§ Instruction: Reproduce the records from the line containing "bridge in the photo above. Give pixel coordinates." through the end of the records, replacing "grassy bank" with "grassy slope" and leaving all else unchanged.

-*-

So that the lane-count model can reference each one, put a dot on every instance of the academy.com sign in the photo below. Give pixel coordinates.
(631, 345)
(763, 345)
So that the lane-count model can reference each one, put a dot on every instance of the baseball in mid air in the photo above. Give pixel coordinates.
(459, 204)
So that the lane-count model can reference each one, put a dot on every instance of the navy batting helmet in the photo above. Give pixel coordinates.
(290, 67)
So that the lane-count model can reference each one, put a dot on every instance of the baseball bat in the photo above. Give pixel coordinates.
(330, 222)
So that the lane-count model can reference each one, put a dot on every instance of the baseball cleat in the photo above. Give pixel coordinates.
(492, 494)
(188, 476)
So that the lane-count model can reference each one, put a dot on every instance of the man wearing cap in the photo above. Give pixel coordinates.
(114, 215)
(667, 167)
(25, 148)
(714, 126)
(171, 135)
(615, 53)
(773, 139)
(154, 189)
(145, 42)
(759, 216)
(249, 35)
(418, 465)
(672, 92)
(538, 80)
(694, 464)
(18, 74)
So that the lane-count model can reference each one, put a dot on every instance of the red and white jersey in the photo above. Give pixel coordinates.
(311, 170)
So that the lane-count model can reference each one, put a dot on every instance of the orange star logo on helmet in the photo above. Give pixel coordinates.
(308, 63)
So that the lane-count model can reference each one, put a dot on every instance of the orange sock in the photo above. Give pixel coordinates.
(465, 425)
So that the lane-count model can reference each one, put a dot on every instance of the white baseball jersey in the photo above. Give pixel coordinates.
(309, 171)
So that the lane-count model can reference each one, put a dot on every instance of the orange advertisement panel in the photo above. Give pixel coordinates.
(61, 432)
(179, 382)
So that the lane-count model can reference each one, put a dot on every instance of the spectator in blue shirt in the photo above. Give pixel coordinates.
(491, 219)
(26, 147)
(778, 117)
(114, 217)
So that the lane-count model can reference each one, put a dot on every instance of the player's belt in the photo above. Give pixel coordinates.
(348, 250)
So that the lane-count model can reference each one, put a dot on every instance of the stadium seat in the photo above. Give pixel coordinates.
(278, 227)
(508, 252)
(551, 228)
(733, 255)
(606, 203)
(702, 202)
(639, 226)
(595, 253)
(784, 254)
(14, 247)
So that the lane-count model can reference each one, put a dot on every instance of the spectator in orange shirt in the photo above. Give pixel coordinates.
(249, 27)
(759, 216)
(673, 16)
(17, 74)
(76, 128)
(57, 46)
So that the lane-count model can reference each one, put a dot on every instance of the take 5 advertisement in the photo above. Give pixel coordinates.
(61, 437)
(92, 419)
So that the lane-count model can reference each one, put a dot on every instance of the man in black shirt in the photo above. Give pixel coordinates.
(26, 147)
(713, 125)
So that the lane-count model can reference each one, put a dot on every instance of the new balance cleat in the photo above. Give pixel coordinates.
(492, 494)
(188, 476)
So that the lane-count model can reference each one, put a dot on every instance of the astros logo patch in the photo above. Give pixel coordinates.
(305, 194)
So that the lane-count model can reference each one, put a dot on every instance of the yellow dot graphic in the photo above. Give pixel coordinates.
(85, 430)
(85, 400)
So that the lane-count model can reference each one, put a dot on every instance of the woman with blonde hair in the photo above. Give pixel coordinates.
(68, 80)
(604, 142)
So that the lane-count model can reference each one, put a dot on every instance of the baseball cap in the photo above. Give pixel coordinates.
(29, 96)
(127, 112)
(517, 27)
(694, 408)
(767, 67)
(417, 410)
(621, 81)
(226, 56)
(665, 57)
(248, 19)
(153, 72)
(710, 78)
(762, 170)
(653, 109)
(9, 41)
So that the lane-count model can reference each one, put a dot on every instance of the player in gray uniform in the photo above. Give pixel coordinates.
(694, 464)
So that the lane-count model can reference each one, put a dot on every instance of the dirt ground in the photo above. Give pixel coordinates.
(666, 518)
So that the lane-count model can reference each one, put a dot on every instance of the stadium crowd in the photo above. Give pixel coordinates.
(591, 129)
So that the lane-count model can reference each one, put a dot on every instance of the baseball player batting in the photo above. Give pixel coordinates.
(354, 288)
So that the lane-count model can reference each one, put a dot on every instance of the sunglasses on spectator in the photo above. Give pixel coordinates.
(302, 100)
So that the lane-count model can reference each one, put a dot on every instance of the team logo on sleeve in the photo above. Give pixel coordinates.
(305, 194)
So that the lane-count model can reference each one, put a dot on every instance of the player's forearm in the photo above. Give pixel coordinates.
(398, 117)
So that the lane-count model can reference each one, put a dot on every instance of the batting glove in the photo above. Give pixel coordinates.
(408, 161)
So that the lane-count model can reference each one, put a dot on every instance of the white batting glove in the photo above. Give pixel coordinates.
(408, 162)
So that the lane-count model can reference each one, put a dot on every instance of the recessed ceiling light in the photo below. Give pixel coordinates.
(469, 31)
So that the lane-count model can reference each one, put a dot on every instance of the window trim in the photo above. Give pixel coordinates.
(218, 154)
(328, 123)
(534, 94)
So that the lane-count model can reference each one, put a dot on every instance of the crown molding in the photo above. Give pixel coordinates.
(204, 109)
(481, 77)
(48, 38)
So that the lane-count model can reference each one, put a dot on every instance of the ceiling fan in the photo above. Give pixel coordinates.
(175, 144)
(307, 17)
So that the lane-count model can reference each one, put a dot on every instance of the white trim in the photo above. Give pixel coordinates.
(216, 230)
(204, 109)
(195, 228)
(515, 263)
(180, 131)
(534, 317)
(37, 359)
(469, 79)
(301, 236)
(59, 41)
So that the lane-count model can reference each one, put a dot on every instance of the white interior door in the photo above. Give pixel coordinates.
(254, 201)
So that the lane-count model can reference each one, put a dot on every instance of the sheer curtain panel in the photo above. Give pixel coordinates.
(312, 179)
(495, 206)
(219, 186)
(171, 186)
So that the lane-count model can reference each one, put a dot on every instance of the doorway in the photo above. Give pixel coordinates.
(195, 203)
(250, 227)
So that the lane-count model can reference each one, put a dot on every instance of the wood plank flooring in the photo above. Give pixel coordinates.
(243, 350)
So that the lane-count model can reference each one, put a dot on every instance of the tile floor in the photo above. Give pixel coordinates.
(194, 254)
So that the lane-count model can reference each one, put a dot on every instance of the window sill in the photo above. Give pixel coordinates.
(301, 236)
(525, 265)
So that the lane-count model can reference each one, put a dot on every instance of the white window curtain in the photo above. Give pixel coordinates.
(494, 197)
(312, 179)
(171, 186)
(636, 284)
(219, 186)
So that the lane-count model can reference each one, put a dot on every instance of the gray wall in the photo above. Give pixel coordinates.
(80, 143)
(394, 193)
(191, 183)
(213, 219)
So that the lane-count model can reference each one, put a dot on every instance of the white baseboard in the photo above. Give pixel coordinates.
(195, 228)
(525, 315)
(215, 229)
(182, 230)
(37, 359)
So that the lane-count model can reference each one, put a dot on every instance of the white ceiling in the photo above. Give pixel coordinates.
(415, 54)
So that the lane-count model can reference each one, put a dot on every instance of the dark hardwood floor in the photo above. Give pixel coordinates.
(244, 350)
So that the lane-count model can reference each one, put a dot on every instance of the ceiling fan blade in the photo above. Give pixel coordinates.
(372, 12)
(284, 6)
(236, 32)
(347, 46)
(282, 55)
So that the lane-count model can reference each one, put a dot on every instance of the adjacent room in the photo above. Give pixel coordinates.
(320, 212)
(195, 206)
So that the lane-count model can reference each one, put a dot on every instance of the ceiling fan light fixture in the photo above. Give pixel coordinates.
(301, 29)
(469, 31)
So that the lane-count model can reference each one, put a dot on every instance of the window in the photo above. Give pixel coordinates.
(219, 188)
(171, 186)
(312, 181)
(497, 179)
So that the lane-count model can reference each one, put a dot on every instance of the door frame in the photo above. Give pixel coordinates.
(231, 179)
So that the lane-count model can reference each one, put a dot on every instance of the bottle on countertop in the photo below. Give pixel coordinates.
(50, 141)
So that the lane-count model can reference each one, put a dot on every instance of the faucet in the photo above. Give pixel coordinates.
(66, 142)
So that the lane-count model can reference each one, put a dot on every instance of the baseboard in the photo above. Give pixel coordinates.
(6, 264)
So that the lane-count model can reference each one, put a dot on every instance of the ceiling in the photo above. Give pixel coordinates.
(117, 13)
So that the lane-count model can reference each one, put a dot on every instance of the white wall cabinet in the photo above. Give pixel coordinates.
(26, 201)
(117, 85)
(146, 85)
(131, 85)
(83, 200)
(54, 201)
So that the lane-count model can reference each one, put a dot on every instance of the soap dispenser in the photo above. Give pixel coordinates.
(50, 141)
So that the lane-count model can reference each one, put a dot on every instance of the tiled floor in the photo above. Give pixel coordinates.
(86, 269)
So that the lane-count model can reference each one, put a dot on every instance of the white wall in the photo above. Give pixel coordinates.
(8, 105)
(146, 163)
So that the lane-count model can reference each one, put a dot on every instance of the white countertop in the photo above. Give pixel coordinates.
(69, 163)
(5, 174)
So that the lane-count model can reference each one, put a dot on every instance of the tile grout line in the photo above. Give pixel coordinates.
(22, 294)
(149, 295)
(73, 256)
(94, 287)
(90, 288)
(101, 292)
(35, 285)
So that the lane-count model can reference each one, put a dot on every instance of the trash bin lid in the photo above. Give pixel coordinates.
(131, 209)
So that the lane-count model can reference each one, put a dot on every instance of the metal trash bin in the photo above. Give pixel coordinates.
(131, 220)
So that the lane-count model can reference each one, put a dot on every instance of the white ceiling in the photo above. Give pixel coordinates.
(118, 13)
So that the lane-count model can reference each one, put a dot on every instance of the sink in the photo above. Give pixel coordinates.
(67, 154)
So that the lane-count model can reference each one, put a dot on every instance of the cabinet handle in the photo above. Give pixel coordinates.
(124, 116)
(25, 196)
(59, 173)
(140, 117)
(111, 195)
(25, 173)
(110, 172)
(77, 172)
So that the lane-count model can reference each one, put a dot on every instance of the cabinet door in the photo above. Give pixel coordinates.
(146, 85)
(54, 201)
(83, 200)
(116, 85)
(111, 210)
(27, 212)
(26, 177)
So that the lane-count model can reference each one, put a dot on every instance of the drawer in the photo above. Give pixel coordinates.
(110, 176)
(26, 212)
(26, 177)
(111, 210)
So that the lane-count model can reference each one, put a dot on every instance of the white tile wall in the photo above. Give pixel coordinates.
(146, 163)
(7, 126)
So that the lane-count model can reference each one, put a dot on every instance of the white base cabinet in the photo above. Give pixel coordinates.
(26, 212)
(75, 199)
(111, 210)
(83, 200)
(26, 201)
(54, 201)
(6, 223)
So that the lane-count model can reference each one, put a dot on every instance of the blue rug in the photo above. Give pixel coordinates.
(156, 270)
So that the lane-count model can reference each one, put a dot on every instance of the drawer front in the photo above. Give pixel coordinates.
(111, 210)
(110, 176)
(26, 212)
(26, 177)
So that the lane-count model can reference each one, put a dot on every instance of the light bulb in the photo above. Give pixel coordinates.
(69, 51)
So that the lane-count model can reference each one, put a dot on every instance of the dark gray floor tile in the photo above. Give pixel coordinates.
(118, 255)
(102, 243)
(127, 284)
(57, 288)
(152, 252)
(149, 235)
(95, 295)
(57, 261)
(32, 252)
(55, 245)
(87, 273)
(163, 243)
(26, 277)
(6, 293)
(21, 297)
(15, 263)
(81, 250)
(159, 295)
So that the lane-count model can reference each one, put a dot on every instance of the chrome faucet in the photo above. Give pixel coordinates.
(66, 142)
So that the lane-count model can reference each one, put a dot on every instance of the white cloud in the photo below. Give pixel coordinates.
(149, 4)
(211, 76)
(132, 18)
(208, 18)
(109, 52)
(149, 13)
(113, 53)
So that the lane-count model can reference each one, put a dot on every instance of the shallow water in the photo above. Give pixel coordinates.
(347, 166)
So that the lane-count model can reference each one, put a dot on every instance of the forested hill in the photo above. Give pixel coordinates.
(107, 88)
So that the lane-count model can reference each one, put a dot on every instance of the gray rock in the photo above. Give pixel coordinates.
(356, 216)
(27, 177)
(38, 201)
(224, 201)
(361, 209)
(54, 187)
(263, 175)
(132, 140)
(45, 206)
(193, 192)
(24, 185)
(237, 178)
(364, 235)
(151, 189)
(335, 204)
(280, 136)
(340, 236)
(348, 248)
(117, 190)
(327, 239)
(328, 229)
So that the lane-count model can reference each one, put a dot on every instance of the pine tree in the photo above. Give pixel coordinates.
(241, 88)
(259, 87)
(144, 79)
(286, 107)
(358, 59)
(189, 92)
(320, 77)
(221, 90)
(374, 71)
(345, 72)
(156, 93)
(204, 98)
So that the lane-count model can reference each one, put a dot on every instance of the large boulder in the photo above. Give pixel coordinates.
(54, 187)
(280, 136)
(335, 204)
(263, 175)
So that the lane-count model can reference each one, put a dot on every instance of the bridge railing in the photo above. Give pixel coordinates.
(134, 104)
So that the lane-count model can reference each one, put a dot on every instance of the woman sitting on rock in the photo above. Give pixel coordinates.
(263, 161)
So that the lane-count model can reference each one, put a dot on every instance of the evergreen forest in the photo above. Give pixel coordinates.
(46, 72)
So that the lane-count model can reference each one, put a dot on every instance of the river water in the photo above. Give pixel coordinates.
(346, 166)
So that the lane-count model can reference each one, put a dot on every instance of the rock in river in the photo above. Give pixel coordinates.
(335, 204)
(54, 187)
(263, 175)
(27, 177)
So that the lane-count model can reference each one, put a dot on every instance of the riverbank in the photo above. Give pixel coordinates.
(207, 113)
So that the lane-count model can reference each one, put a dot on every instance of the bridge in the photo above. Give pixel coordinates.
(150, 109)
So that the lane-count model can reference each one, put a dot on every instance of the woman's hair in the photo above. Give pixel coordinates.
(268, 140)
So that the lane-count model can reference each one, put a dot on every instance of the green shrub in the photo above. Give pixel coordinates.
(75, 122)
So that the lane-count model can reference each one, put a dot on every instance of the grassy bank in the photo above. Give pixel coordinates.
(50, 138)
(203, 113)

-*-

§ Response below:
So that the lane-count model can reference each one, put a dot on every instance of the bridge in the photo above. Give pixel coordinates.
(150, 109)
So that the lane-count model can reference each one, put a dot on every instance of the woman's hair in the photo above. Give pixel coordinates.
(268, 140)
So that the lane-count model can reference each one, put a dot on every instance of the green shrub in the photo above. Give pixel coordinates.
(75, 122)
So that the lane-count model can reference each one, put a dot on every instance of the grassy slope in the photo above. Give pixel coordinates.
(50, 138)
(203, 113)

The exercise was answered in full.